▸ Records from a collection:
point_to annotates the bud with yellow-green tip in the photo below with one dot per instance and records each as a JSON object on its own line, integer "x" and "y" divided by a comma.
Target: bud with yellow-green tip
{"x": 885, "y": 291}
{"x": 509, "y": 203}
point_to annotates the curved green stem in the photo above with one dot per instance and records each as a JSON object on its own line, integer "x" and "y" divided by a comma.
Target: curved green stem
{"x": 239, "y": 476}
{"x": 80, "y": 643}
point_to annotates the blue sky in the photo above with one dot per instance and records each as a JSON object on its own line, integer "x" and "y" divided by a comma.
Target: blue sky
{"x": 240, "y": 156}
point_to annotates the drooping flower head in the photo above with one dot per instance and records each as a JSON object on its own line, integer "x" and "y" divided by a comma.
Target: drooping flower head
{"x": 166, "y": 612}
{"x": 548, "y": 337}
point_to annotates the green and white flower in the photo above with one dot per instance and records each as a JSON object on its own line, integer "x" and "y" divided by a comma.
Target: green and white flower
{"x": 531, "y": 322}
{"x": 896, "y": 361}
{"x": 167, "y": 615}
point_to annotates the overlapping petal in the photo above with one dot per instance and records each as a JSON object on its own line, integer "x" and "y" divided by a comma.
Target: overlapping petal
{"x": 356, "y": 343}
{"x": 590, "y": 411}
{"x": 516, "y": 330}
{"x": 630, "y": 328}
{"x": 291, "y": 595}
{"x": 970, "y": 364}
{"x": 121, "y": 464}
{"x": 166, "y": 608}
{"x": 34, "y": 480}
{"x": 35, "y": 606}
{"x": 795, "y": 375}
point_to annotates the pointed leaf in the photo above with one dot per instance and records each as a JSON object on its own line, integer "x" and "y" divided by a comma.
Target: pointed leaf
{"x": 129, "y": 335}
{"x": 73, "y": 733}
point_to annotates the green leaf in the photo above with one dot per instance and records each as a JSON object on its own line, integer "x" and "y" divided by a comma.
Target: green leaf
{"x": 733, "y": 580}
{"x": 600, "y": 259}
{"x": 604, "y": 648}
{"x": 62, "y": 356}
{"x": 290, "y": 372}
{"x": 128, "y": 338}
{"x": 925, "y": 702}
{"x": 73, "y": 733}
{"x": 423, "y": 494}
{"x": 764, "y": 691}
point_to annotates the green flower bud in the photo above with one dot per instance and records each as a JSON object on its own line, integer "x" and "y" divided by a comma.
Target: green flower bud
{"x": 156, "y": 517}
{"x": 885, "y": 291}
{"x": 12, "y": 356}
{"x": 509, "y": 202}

▸ Problem to work on: Rewrite the lines above, swapping every "point_to" for "locate" and leaving everything else untouched.

▸ Task output:
locate annotates the bud with yellow-green tip in the photo below with one dot per instance and records each as a JSON object on its own line, integer "x" and "y" divided by a comma.
Target: bud with yellow-green tip
{"x": 885, "y": 291}
{"x": 509, "y": 203}
locate annotates the curved green stem in the photo above with one dot per instance and records each as a JSON object on its own line, integer "x" and "y" divided by a comma.
Target: curved green stem
{"x": 239, "y": 476}
{"x": 80, "y": 643}
locate annotates the blue sky in the photo above with one dot per instance and records each as a JSON object on its own line, integer "x" and "y" divided by a comma.
Target: blue sky
{"x": 240, "y": 156}
locate annotates the drooping flower head in the photo above with one dot per instance and records each as a JSON object on its own line, integer "x" and "y" divided by a comma.
Target: drooping flower head
{"x": 166, "y": 612}
{"x": 548, "y": 337}
locate annotates the green and white flower in the photo above with one dot per instance and records each as a JSON object on its own line, integer "x" and "y" divided by a comma.
Target: green and white flower
{"x": 531, "y": 322}
{"x": 896, "y": 361}
{"x": 167, "y": 615}
locate annotates the overlapping petal in the photo above with one dot per instance and records each as a JSON object on its own line, integer "x" and "y" divided by a comma.
Target: overlapping petal
{"x": 356, "y": 343}
{"x": 590, "y": 411}
{"x": 516, "y": 330}
{"x": 630, "y": 328}
{"x": 291, "y": 595}
{"x": 970, "y": 364}
{"x": 121, "y": 464}
{"x": 166, "y": 608}
{"x": 34, "y": 480}
{"x": 35, "y": 606}
{"x": 795, "y": 375}
locate annotates the pointed leaf in the photo above with one dot per instance and records each as a JSON object on its own line, integer "x" and "y" divided by a comma.
Target: pointed leaf
{"x": 129, "y": 335}
{"x": 73, "y": 733}
locate annotates the green leaf in the photo above with one dot per instance and records each as a JSON object on its own line, integer "x" and "y" divided by a comma.
Target: green leaf
{"x": 733, "y": 580}
{"x": 600, "y": 259}
{"x": 604, "y": 648}
{"x": 62, "y": 356}
{"x": 290, "y": 372}
{"x": 128, "y": 338}
{"x": 925, "y": 702}
{"x": 73, "y": 733}
{"x": 423, "y": 494}
{"x": 764, "y": 691}
locate annotates the green flower bud in the photo above with one dot per instance and records each as a JSON object on its own line, integer "x" and "y" divided by a comma.
Target: green flower bud
{"x": 156, "y": 517}
{"x": 885, "y": 291}
{"x": 12, "y": 356}
{"x": 509, "y": 202}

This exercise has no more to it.